文本摘录
--

过了一周,面试的公司依然按兵不动,既不拒绝我,也不发给我offer,而我打听到,当天就有人拿到了Offer。我就这样被晾在这里,不尴不尬。
我昨天对11说,我说我放下了我Move on 啦。
好吧,坐在这里写这篇文章的我,显然还没有完全放下。
昨天在图书馆的我,连着第二天看到了一个很憎恶的人,说憎恶,纯粹是因为两个人有私人恩怨,并不是对方品性有任何问题。然而,在过去的一年半,我看到与对方的一样的名字,都会有拍桌子的冲动。
我拉着朋友,她一直说let it go, let it go.为了避免她在自习室里变身冰雪女王,我赶紧说好好好。
常常自诩心大,喜欢大女人的我,也许并不是一个宽容的人啊。
不过,有趣的是,我好像也并没有总结出任何解决办法,想听道理的姑娘小伙,现在可以从后门溜走啦。这里不是人生课堂呢。
今天一度冲动想给公司打电话问问,为什么自己被忘记了,为什么留我在这胡思乱想,真是毫不负责任。

--

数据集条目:

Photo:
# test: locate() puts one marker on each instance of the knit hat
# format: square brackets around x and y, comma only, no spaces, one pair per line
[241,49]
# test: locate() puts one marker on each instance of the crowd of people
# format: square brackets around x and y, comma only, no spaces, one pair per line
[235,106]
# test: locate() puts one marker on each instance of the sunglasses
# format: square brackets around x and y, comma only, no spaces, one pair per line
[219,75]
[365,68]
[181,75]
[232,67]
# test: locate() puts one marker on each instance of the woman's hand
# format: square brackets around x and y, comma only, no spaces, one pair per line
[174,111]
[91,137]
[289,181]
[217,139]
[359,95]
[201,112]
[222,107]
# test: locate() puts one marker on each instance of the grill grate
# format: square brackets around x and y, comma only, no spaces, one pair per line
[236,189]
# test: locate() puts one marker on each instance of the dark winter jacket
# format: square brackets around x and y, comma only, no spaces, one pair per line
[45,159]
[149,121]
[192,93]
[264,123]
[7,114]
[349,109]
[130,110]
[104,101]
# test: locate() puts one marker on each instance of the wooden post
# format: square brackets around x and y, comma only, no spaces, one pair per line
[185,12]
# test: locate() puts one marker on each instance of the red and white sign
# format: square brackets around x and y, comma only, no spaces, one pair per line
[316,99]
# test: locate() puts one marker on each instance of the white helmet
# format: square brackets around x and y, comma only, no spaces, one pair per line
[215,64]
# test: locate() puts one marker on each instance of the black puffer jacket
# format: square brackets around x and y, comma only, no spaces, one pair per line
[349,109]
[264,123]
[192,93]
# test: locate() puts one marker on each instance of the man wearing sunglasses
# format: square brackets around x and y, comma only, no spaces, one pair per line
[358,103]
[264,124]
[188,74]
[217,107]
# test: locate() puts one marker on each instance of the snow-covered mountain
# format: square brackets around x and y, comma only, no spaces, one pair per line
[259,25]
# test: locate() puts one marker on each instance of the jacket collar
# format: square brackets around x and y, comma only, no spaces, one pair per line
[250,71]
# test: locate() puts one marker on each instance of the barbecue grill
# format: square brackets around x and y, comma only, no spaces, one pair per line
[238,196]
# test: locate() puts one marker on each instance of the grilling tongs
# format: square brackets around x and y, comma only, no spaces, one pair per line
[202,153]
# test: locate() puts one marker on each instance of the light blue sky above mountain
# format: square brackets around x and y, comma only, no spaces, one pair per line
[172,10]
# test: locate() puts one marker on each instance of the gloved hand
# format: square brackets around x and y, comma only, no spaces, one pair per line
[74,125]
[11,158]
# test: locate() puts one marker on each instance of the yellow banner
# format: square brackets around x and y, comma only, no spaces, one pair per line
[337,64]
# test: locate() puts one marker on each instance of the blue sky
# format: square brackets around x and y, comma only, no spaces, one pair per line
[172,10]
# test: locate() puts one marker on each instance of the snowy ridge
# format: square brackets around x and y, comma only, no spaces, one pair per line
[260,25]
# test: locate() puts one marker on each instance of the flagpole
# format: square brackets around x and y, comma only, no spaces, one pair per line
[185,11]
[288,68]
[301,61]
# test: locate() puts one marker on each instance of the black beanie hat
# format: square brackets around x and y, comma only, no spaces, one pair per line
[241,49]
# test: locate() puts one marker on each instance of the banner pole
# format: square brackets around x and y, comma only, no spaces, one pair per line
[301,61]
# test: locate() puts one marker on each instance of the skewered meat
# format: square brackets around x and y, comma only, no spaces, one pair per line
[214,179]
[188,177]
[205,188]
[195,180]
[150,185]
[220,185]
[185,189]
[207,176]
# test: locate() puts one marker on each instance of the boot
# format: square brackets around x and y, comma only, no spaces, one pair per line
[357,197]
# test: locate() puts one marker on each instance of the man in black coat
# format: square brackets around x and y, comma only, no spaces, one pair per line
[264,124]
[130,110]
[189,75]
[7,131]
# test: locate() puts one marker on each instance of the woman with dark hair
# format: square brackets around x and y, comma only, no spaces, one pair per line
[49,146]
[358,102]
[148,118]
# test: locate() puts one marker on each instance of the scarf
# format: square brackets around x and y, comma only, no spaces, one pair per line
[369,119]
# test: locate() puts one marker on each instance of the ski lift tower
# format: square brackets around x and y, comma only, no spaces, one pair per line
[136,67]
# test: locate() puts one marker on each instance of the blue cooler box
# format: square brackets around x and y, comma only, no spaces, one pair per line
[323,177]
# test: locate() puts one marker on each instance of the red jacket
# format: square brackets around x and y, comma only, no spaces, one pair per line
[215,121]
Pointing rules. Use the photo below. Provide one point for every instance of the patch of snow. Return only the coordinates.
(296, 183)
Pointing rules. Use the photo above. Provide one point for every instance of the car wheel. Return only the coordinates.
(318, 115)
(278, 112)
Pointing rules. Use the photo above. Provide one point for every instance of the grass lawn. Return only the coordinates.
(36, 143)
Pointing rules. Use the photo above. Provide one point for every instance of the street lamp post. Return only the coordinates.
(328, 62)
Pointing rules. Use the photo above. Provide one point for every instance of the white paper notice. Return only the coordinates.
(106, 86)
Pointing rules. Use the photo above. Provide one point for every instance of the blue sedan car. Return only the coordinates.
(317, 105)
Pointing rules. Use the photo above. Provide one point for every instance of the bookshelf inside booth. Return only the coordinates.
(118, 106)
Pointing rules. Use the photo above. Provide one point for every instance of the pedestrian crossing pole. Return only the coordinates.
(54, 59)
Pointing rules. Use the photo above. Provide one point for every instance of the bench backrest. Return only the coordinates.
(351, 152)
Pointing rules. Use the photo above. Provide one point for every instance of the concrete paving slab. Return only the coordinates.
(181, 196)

--

任务要求
[A] 在文本摘录中,文中的“我”说自己“憎恶”在图书馆看到的那个人,其原因是什么?请用一到三句话说明。
[B] 请接着这篇讲等待面试结果的随笔往下写,从文本摘录的最后一句之后开始。

回答
[A] 文中的“我”说憎恶那个人,纯粹是因为两人之间有私人恩怨,并不是对方的品性有任何问题。

[B]
走在学校里的时候,往往想着如果碰到了讨厌的人对方上来搭话,我该怎么摆出高傲的神情,说一句狠话直接把对方噎死。
我一直喜欢顾里的那句话,“人家泼给我的凉水,我一定要烧成开水全泼回去”。
我就这样死死咬着生活不放。
我用尽全力过日子,周末如果睡太久,会自责到不行。从小到大,都有周日恐惧症。整个周日,都在担心,明天要周一了呀又要上学了好害怕。
所有大事小事装在心里,希望按部就班严丝合缝,日程排到半个月以后,讨厌临时改动计划。
装不下的时候,稀里哗啦全部崩盘。Avalanche.这个词真好,讲出来的时候,可以听到雪崩隆隆的声音,和倒塌的绝望。
有段时间,最严重的时候,自己被压垮,被送进医院里。半夜坐着计程车去输液,躺在走廊的加床上昏迷。没有梦。然后转院,凌晨的时候,根本抬不动眼皮的我,全程英语和治疗师聊了半个小时。
用力了二十多年的我,那时候才知道什么叫真正的吃力。我什么都不记得,只记得医生问我,你想自杀吗?我的大脑用尽所有能量,慢慢地收集好这几个字,然后清楚地吐出来:我没有想自杀。
我没有想死,我只是想休息。
两点离开医院,第二天起床,出门做事。一切照旧。
我没有道理可说教,只是如果哪天你觉得累,就好好休息,不要再和自己过不去。然后身体难过可以看医生,心里难过,一样可以看医生。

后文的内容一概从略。